EXERCISE: Copy out the records word for word, from their first line through the line that contains "positive clicks: (324, 306)", including both of those lines.
============
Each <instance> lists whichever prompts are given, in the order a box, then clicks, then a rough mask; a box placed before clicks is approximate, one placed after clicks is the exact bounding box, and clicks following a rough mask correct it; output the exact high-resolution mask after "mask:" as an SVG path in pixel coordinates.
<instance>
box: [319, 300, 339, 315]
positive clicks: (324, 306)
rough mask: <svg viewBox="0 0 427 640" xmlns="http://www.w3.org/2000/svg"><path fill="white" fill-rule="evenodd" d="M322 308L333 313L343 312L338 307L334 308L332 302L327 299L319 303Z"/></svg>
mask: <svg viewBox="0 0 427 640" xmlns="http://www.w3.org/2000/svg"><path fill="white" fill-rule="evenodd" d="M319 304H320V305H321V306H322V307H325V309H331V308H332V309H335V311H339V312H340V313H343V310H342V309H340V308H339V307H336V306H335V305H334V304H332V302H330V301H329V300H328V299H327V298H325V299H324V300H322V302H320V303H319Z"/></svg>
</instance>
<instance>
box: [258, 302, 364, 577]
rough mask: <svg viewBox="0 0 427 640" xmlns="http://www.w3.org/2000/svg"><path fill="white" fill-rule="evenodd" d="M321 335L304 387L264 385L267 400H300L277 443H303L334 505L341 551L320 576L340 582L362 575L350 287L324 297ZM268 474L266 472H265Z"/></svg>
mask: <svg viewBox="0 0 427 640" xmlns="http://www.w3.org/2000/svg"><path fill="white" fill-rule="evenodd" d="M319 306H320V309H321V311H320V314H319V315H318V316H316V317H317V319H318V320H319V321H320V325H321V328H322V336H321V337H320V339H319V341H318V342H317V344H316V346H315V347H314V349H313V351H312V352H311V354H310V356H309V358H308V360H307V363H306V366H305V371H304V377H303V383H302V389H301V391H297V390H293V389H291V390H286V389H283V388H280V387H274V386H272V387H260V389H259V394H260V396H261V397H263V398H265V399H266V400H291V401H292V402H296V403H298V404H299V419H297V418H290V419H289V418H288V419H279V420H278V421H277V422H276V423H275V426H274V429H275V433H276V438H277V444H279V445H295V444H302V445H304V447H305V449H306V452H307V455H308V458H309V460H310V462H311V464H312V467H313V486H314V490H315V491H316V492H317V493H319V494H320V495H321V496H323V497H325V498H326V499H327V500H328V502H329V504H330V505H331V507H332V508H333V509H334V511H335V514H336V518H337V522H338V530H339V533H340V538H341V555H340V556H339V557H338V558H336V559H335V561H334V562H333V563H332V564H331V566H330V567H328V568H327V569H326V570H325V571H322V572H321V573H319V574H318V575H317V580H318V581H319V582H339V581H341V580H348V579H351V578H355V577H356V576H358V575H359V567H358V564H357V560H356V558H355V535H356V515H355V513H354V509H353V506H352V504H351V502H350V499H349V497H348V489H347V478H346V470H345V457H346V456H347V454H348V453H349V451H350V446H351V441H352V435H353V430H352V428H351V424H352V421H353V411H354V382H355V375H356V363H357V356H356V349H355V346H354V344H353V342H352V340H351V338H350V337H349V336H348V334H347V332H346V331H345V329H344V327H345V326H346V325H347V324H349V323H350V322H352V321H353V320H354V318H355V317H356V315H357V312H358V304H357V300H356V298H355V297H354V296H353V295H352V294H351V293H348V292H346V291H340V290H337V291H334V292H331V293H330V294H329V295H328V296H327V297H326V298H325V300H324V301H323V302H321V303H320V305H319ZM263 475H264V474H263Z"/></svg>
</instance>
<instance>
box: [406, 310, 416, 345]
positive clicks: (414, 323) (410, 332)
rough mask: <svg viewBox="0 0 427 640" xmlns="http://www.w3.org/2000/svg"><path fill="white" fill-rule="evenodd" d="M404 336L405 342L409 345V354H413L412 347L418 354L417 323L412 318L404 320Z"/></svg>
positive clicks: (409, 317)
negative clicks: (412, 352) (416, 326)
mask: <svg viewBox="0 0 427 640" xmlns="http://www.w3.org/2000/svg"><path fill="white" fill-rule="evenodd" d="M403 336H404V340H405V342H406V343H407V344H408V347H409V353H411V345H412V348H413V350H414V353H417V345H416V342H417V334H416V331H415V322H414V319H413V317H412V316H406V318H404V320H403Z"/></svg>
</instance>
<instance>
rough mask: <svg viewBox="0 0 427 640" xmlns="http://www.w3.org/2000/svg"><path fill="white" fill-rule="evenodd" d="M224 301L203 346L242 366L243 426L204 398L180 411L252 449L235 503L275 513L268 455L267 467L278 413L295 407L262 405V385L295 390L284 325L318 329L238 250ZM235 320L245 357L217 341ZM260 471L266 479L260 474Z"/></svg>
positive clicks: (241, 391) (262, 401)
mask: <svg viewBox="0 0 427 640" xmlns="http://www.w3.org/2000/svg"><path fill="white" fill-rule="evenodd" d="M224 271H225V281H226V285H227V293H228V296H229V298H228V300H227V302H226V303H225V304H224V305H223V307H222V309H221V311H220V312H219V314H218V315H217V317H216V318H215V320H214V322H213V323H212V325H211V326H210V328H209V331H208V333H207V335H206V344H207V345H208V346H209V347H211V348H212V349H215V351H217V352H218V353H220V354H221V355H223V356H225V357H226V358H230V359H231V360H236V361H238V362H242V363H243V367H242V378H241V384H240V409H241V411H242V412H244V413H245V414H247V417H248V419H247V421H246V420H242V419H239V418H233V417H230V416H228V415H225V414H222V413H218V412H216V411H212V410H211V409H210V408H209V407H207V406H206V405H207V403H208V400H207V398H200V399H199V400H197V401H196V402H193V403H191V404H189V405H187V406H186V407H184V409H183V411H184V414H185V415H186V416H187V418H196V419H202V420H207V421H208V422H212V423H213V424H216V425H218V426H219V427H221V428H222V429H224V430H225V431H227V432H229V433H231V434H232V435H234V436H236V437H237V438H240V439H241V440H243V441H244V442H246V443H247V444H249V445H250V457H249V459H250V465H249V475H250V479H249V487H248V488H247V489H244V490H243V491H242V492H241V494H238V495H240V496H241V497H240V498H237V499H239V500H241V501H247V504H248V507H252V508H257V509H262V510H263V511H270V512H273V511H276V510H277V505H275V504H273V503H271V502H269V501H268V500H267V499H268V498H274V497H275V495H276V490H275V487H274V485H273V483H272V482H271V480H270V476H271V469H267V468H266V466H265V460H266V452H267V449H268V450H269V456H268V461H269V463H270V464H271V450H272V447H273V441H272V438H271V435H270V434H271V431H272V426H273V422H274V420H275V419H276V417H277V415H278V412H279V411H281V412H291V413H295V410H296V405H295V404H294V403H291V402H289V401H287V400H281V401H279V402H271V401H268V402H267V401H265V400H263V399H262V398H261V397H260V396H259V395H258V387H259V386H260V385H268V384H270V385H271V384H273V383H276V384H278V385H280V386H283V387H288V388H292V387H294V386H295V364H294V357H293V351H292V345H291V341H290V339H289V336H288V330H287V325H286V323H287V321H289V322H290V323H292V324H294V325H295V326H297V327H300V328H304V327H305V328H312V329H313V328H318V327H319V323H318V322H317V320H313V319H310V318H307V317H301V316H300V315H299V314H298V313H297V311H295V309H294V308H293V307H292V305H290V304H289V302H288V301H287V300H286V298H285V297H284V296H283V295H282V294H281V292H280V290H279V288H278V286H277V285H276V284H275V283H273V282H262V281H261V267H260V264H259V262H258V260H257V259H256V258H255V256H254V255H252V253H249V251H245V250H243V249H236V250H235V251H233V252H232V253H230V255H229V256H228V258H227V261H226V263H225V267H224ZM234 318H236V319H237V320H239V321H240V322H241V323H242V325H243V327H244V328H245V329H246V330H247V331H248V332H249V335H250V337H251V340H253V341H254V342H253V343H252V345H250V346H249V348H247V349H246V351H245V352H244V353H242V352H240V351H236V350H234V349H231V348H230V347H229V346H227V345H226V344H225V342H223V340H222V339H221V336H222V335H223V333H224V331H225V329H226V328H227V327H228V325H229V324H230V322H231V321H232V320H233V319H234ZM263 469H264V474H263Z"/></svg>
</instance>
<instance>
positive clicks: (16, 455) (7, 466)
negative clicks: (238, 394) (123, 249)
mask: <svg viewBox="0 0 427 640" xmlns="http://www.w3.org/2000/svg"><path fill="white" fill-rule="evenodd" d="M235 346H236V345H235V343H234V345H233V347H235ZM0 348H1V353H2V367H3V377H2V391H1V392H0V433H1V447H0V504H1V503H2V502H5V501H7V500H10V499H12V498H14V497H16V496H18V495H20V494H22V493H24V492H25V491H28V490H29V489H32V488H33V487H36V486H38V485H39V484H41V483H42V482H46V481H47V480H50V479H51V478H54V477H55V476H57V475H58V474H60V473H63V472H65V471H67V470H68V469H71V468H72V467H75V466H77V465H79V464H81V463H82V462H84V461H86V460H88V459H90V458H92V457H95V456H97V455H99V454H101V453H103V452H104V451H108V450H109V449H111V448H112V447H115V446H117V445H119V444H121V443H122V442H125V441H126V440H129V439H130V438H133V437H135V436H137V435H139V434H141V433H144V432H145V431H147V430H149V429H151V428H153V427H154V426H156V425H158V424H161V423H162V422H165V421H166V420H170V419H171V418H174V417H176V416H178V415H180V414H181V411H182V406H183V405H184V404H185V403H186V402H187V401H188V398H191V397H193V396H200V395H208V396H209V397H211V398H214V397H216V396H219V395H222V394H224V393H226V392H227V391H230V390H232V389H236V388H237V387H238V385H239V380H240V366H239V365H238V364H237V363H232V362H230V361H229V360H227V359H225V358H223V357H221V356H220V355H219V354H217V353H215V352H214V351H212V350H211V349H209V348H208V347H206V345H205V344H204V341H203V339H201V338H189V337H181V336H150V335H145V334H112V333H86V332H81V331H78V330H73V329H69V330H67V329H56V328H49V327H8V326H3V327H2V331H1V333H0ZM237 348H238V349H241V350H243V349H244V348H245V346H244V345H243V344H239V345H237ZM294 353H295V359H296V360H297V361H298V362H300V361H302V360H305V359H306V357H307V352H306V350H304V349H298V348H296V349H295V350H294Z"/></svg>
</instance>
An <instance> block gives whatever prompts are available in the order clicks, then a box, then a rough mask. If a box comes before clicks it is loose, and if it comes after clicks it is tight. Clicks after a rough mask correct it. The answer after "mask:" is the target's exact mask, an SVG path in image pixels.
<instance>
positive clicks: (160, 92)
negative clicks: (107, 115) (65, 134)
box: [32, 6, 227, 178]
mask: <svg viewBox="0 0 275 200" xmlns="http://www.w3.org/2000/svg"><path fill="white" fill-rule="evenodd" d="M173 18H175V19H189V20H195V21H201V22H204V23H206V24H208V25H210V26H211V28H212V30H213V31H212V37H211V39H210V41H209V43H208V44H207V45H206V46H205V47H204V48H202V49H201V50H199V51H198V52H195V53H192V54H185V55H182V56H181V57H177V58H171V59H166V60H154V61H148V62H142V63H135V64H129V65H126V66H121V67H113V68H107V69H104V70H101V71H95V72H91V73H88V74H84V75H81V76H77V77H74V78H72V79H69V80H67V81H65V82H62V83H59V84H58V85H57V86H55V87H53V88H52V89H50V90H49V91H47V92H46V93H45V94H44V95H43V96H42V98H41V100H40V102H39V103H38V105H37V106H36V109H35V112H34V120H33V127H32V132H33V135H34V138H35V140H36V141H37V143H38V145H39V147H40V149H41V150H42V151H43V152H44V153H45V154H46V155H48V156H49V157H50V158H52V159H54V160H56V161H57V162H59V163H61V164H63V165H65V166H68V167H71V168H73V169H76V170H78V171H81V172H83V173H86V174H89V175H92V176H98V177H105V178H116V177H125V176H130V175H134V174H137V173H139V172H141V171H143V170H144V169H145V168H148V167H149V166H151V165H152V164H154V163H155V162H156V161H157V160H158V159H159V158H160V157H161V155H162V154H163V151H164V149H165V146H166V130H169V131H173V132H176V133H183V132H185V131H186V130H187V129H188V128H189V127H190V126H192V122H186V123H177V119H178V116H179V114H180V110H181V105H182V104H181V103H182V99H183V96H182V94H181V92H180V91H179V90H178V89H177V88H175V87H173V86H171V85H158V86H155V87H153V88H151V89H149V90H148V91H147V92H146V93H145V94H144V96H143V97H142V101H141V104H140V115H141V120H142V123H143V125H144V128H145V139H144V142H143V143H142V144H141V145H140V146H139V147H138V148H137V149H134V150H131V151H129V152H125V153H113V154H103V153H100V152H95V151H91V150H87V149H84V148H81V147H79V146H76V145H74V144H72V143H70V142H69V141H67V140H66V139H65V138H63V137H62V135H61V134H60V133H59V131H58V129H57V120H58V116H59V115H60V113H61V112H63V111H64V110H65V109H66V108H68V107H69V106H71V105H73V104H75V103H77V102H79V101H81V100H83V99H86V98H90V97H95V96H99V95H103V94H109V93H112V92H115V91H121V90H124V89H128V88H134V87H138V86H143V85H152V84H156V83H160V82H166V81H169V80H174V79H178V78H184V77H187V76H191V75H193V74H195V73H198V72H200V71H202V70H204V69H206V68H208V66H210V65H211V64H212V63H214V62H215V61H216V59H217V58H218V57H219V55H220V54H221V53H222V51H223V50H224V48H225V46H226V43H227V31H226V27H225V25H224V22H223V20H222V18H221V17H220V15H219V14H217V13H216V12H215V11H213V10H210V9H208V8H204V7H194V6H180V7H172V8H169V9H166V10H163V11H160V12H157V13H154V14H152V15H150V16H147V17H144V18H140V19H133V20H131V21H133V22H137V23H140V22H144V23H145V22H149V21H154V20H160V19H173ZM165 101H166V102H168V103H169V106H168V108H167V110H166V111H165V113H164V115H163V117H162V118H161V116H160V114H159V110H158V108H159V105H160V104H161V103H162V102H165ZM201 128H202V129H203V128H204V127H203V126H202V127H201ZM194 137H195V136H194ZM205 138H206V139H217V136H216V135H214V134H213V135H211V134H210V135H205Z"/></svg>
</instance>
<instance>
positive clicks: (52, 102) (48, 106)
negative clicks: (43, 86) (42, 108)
============
EXPECTED ANSWER:
Each <instance> lists whichever prompts are given, in the order a box, then clicks, then a rough mask; a box placed before clicks is approximate, one placed after clicks is the exact bounding box, and clicks following a rough mask correct it; output the exact high-resolution mask after "mask:" as an SVG path in pixel coordinates.
<instance>
box: [319, 300, 339, 315]
positive clicks: (324, 306)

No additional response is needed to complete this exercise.